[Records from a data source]
>>>>>
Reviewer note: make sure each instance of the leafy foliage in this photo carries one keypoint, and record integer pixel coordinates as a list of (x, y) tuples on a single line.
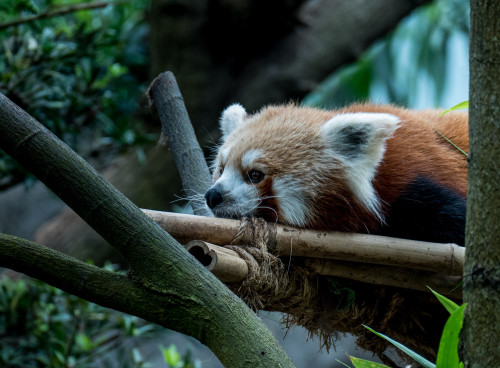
[(413, 61), (41, 326), (80, 74), (448, 346)]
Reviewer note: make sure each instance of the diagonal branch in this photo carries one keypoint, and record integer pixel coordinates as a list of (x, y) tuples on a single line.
[(166, 100), (65, 10), (201, 305)]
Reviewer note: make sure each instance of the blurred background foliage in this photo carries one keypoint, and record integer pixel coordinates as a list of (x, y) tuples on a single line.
[(41, 326), (423, 63), (81, 74)]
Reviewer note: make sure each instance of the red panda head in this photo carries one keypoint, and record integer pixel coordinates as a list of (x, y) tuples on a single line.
[(299, 166)]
<<<<<
(Exercise goal): Please arrange the lines above as a numbered list, skipping any blank lines. Leave the pictures out of your answer.

(Exercise result):
1. Reviewer note: make sure each instance of the leafy foliage in this photo carries one keypoint, and record integer pixel coordinates as a list of (x, y) tuples on a single line.
2. [(413, 61), (41, 326), (80, 74), (448, 346)]
3. Reviewer note: make sure each instance of the diagonal branch in this photo carries one keypoint, and record integer pixel coordinates as a list of (x, y) tuples on a single line.
4. [(166, 100), (65, 10), (201, 305)]
5. Reviewer note: make sure each instance of the blurred background foliage in this photo carries one keypoint, and record integer pixel coordinates as a list of (x, y) tuples on a single line.
6. [(41, 326), (423, 63), (81, 74)]
7. Reviewer note: make sure each instance of the red panda head in this photo carries one keypoint, and record integer pixel coordinates as a list of (x, y) tuples on a single line.
8. [(299, 166)]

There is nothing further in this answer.